§ ASSIGNED TASK
Print all records exactly, pictures left out.

§ RECORDED INFORMATION
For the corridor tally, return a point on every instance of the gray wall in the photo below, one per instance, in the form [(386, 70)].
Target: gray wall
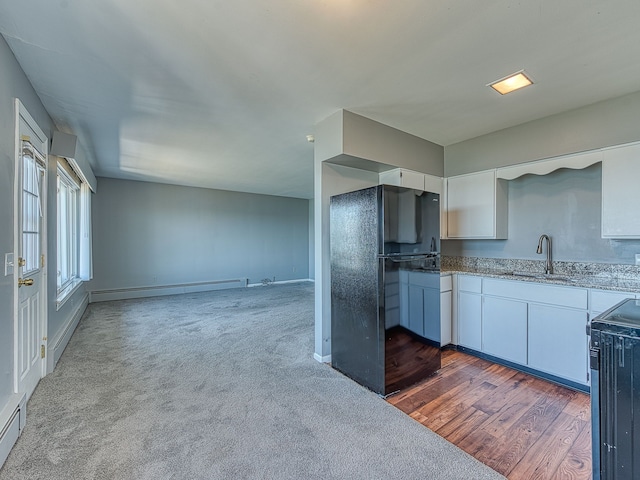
[(14, 84), (149, 234), (603, 124), (566, 205)]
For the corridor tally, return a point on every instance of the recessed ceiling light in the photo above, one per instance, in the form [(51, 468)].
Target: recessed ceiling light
[(510, 83)]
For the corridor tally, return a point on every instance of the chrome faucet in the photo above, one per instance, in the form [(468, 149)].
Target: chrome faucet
[(549, 266)]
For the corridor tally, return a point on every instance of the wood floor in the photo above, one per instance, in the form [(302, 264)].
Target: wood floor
[(521, 426)]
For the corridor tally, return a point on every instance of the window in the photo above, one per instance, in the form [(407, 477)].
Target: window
[(68, 231), (74, 231)]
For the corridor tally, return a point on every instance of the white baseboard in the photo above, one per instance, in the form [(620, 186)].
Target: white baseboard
[(280, 282), (160, 290), (322, 359), (61, 340), (12, 420)]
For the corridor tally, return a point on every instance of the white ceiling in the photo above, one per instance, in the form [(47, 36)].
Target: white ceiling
[(222, 94)]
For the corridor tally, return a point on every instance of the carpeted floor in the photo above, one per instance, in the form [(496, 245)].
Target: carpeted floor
[(217, 385)]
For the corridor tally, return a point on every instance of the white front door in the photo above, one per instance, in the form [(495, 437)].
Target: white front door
[(30, 322)]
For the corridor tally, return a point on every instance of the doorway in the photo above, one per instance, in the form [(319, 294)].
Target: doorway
[(30, 325)]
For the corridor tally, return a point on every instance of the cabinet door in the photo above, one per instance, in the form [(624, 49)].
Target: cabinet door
[(416, 309), (557, 342), (472, 206), (470, 320), (404, 298), (445, 318), (620, 193), (431, 309), (504, 329)]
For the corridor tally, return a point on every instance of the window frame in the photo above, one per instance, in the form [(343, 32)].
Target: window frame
[(68, 245)]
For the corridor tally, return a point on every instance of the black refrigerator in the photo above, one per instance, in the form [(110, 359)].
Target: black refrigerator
[(615, 392), (376, 235)]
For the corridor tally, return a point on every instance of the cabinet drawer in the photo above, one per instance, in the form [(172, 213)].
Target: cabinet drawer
[(428, 280), (468, 283), (572, 297), (602, 300), (445, 283)]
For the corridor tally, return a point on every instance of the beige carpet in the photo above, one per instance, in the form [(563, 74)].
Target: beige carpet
[(217, 385)]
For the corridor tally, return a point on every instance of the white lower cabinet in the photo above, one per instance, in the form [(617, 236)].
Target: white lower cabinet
[(445, 317), (540, 326), (557, 342), (504, 328), (424, 314), (470, 320)]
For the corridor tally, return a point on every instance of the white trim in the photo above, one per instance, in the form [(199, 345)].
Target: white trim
[(321, 359), (62, 339), (280, 282), (161, 290), (67, 292), (12, 421)]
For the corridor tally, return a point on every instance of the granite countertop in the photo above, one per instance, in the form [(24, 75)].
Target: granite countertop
[(602, 282)]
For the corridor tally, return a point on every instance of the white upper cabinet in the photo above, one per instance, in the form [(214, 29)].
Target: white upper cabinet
[(476, 206), (620, 192), (402, 177)]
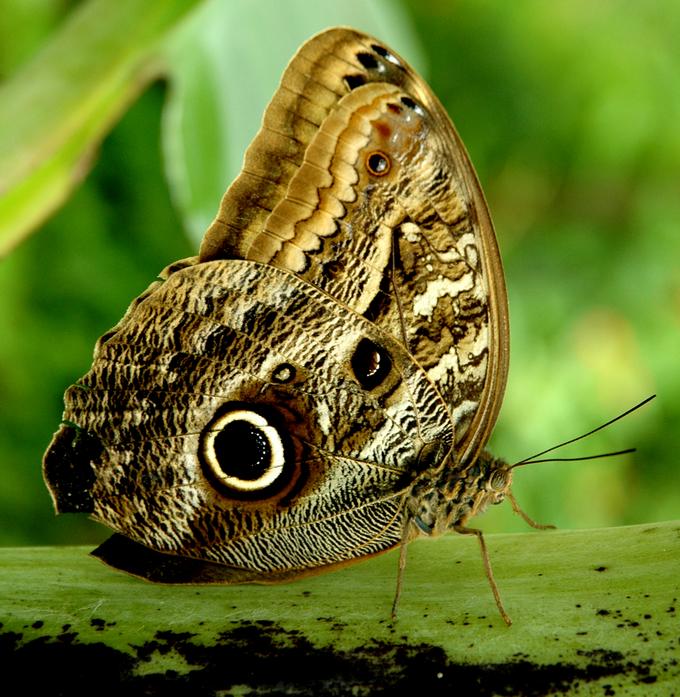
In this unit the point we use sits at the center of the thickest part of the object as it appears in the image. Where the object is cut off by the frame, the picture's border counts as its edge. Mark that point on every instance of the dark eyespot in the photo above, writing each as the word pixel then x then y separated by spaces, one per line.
pixel 413 105
pixel 354 81
pixel 367 60
pixel 371 364
pixel 283 373
pixel 244 455
pixel 381 51
pixel 333 269
pixel 378 163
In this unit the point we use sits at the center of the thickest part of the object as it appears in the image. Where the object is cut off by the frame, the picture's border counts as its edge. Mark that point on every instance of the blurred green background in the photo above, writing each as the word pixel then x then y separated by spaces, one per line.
pixel 571 113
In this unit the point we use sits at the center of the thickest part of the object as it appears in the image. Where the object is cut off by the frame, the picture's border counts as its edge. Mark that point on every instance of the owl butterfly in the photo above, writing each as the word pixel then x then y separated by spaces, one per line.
pixel 319 383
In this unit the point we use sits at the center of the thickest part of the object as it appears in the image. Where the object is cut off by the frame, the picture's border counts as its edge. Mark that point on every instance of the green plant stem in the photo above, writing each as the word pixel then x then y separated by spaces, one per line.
pixel 590 609
pixel 56 110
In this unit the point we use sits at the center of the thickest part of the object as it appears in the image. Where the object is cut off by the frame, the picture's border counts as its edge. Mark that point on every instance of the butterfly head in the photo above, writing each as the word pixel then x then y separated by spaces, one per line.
pixel 455 496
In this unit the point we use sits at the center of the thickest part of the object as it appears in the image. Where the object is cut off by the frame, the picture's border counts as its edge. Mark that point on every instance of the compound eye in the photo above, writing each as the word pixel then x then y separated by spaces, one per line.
pixel 245 454
pixel 499 481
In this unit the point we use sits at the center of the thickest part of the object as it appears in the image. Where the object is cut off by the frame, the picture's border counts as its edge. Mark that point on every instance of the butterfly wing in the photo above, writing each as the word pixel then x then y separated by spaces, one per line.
pixel 234 416
pixel 265 408
pixel 359 184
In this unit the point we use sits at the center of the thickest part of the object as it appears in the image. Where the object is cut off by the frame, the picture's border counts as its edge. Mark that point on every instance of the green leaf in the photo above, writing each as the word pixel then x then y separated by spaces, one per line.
pixel 57 109
pixel 595 612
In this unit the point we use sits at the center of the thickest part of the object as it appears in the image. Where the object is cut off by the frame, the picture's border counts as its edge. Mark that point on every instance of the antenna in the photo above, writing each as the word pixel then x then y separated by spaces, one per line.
pixel 532 460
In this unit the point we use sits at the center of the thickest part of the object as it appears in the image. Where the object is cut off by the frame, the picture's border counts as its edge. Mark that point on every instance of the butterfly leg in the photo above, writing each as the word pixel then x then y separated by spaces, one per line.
pixel 487 566
pixel 400 571
pixel 528 520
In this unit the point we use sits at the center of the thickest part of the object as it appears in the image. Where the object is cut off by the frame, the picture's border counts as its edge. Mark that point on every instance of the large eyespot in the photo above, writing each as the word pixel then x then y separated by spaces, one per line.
pixel 371 364
pixel 378 163
pixel 245 455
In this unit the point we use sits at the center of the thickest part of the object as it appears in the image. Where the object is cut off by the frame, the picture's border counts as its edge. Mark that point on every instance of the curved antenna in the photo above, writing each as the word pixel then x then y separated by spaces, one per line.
pixel 531 459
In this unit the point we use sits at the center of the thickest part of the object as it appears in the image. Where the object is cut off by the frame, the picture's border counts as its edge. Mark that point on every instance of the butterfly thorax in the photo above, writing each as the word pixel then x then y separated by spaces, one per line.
pixel 451 496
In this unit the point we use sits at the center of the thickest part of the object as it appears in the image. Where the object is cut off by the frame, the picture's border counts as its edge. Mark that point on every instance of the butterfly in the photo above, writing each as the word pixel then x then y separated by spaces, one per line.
pixel 319 383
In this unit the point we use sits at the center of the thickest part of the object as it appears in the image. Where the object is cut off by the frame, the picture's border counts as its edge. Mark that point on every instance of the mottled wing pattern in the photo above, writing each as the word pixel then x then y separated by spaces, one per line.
pixel 339 346
pixel 136 423
pixel 409 245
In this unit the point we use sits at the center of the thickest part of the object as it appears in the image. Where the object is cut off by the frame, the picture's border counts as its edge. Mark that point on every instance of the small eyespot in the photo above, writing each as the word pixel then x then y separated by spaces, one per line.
pixel 354 81
pixel 244 455
pixel 381 51
pixel 371 364
pixel 367 60
pixel 333 269
pixel 283 373
pixel 413 105
pixel 378 163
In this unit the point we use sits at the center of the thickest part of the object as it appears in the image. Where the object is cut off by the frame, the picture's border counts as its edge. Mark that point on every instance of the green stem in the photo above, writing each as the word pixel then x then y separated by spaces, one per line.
pixel 594 612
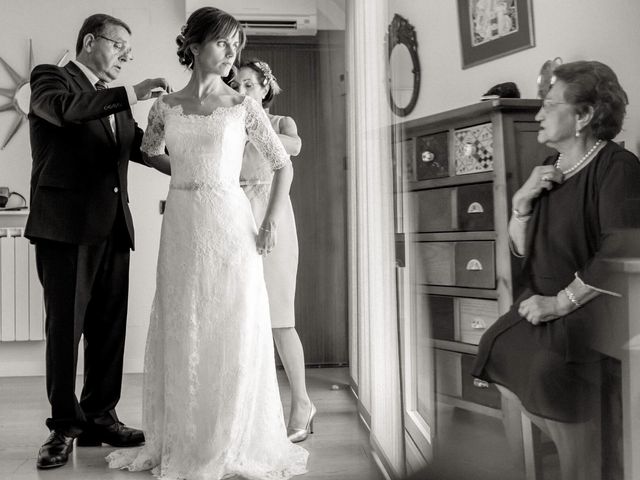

§ TASK SOLUTION
For the corridor tally, return a point on every instance of the gray wall in the photo below, one per instance, in the form [(386, 70)].
Target: gray wall
[(14, 84), (149, 234), (603, 124), (566, 205)]
For the corridor tally, return a point on every instance of the recessed ceiling light in the photo above, one per instance, in the form [(51, 468)].
Target: recessed ceiling light
[(510, 83)]
For the corridor tally, return a point on every instance of the chrome faucet in the photo above, one per instance, in the form [(468, 149)].
Target: chrome faucet
[(549, 266)]
For the corridor tally, return a point on every instance of the wood floor in the photo above, one per instance, in the form [(302, 264)].
Target: wood floor
[(521, 426)]
For the corridor tally, return a point on every instance of the window in the photo above, one per instance, in the form [(407, 477)].
Target: window
[(68, 231), (74, 231)]
For the corridor tally, return a point on every instance of the white baseboard in the photo above, one per instance, in the form [(620, 186)].
Target: white baseboard
[(280, 282), (160, 290), (322, 359), (61, 340), (12, 420)]
For the corridor tally, return a point on every instance of the white ceiling in the photo above, one per instance, in the form [(47, 36)].
Target: white ceiling
[(222, 94)]
For the corridor tally, return a point on every instance of the carpeted floor in the photo above, one per instance, in the form [(496, 245)].
Target: carpeted floor
[(217, 385)]
For the corridor tally, return a point on every instance of the white front door in the photo above, one per instance, in the form [(495, 437)].
Target: white front door
[(30, 322)]
For the corridor tally, return a point on every instance of the doorway in the photo above, one per instance, in the form [(319, 294)].
Target: doorway
[(30, 325)]
For the corridor tally, return a point on every instance of the cabinet door in the photo above, one per instance, in the form [(624, 49)].
Target: cabinet door
[(416, 309), (557, 342), (472, 206), (470, 320), (404, 298), (445, 318), (620, 193), (431, 309), (504, 329)]
For the corridor tally, return a point on every instance of the window frame in the photo above, one per instance, in the form [(343, 32)].
Target: window frame
[(68, 245)]
For the corridor tally, return a point on every instance of the black refrigerator in the photo above, one per instance, in the form [(110, 359)].
Target: black refrigerator
[(615, 392), (376, 235)]
For the corridor tally, return a point on every instance of the cabinet drawer in the photo above, one per instance, in the form [(172, 213)].
Target: cabinet drawer
[(428, 280), (468, 283), (572, 297), (602, 300), (445, 283)]
For the corridor tally, return a point on every instance of the beige carpet in the photo above, one per instance, in the form [(563, 74)].
Target: beige carpet
[(217, 385)]
For the corridor tally, return a point on every instance of the white lower cabinet in the photo above, one per instance, in the form [(617, 236)].
Target: white lower cabinet
[(445, 317), (540, 326), (557, 342), (504, 328), (424, 314), (470, 320)]
For the corridor tally, return a point on every instance of the white trim in the photo above, one per instance, in the form [(199, 345)].
Target: white trim
[(321, 359), (62, 339), (280, 282), (161, 290), (67, 292), (12, 421)]
For the corridor tally, return a point on every instance of the granite countertop in the photo above, one per instance, in the form [(24, 75)].
Target: granite countertop
[(602, 282)]
For the corridor tally, return a point on every instance of the white upper cabinet in the photo above, one per instance, in the form [(214, 29)].
Target: white upper cabinet
[(476, 206), (620, 192), (402, 177)]
In this unit the point we use sits at the center of the thickest part of the object as it appears in the image. Where the object is cut off by the frame, the picture's border counts as its edge. Mark that point on every instance of the dark eyespot in the photo above, writing each as the word pixel then x then y separated by spaces, one per line.
pixel 413 105
pixel 354 81
pixel 367 60
pixel 371 364
pixel 283 373
pixel 244 455
pixel 381 51
pixel 333 269
pixel 378 163
In this unit the point we use sits at the center of the thickest part of the object as it appears in the image. Where the object is cut off by the frame, the picture's border counts as its edge. Mark that point on every instance of the blurred green background in the photo above, writing each as the word pixel then x then y separated by spaces, one per line.
pixel 571 113
In this unit the point we use sits at the center of the thickest part of the object as it appears in the image. Where the object is cut off by the frame, the picture's border counts as its edge. Mark that point on every instance of the owl butterfly in the photo above, writing each as the word pixel then x then y separated by spaces, one per line.
pixel 319 383
In this unit the point we use sits at the center of the thickest part of the object as it appears in the image. Where the object is cut off by the frame, the picture's border counts as its edge. Mark that point on every instance of the green plant stem in the photo above, writing each as the word pixel then x then y separated by spaces, one per line.
pixel 590 609
pixel 56 110
In this unit the point we use sits at the center of the thickest part of the object as it appears in the image. Where the object is cut off by the frame, the picture's border counts as its edge. Mark that point on every instance of the butterfly head in the photo above, writing each as the word pixel then x then y separated by spaces, one per line.
pixel 455 496
In this unit the point we use sits at the center of the thickest part of the object as it appears in the image. Where the object is cut off by the frame, the picture's border counts as its edge. Mark that point on every instance of the compound eye in the photo above, writing each as the word pixel then x then y separated by spaces, one per line.
pixel 245 454
pixel 499 481
In this unit the point we use sits at the center of the thickest part of the object as it appears in the image. Where the object is cut off by the frame, the picture's border counts as its edge. Mark that point on every instance of the butterfly wing in the photo above, writing each as the word pixel then x then y separated by spaces, one per line.
pixel 234 416
pixel 265 408
pixel 359 184
In this unit the point we use sits at the center of the thickest part of the object as it appears in the image. Where the object is cut off by the frame, the picture's border counts as its edge. Mark that point on every instance of the green leaf in the photo above, writing each as the word pixel then x then y separated by spaces, one per line.
pixel 57 109
pixel 595 612
In this unit the point we use sits at the center of the thickest part of the object as it appears in the image. Where the object is cut off by the frame, the picture's border counts as its edge. Mark that point on every instance of the antenna in the photo above, writing each as the word pixel then x then y separated by spaces, one per line.
pixel 532 460
In this unit the point we use sits at the center of the thickest part of the object as it appears in the image. Where the object is cut off by the frame, the picture's border counts as its edge. Mark that point on every instance of the butterfly leg in the photo above, writing each as the word pixel then x then y separated by spaces, one per line.
pixel 487 566
pixel 400 571
pixel 528 520
In this unit the point we use sits at the center of the thickest part of the object as it appears in the image. Where the object is cut off by the frame, the picture's border counts as its edge. Mark that point on every instance of the large eyespot in the photo above, writing each as the word pixel then x then y separated by spaces, one per line.
pixel 371 364
pixel 378 163
pixel 245 455
In this unit the point we use sits at the center of the thickest part of the object as it appears in the image. Where the object is cut off by the frame, the picture's border counts as its edge. Mark that point on every instance of the curved antenna in the photo above, writing each as the word pixel then x then y separated by spaces, one per line.
pixel 531 459
In this unit the point we use sits at the center of the thickest part of the object as it appears in the image. Where the object is cut off by the frame, the picture's border counts as its edge. Mark that point on every instance of the butterfly thorax in the photo above, writing each as the word pixel then x then y separated by spaces, one per line.
pixel 451 496
In this unit the point we use sits at the center of the thickest part of the object as it appears in the image. Where the object is cut off by the frame, the picture's border counts as its edge. Mark that point on every instance of the butterfly in the photo above, writing each as the word pixel then x then y separated by spaces, one per line.
pixel 319 383
In this unit the point we use sits at the center of the thickest part of the object as it appears in the image. Where the object is cut off by the frame, the picture's border counts as its edge. Mark that point on every instance of the mottled wing pattern in the photo above, writing each as the word pixel then x then y separated by spaces, one per line.
pixel 339 346
pixel 136 423
pixel 409 245
In this unit the point we use sits at the center of the thickest part of the object as it appears in the image. Where the object is cut off by the frame, the picture's border counts as its edge. Mark that point on every instance of the small eyespot in the photo above, writing each as the word pixel then x then y separated by spaces, one per line.
pixel 354 81
pixel 244 455
pixel 381 51
pixel 371 364
pixel 367 60
pixel 333 269
pixel 283 373
pixel 413 105
pixel 378 163
In this unit the point we use sits at the center of the thickest part of the object as it appears in the image. Where the object is cut off by the frame, the picture's border counts as its edge. Mark that point on every instance of the green stem in the photo above, writing each as the word pixel then x then y separated by spaces, one per line.
pixel 594 612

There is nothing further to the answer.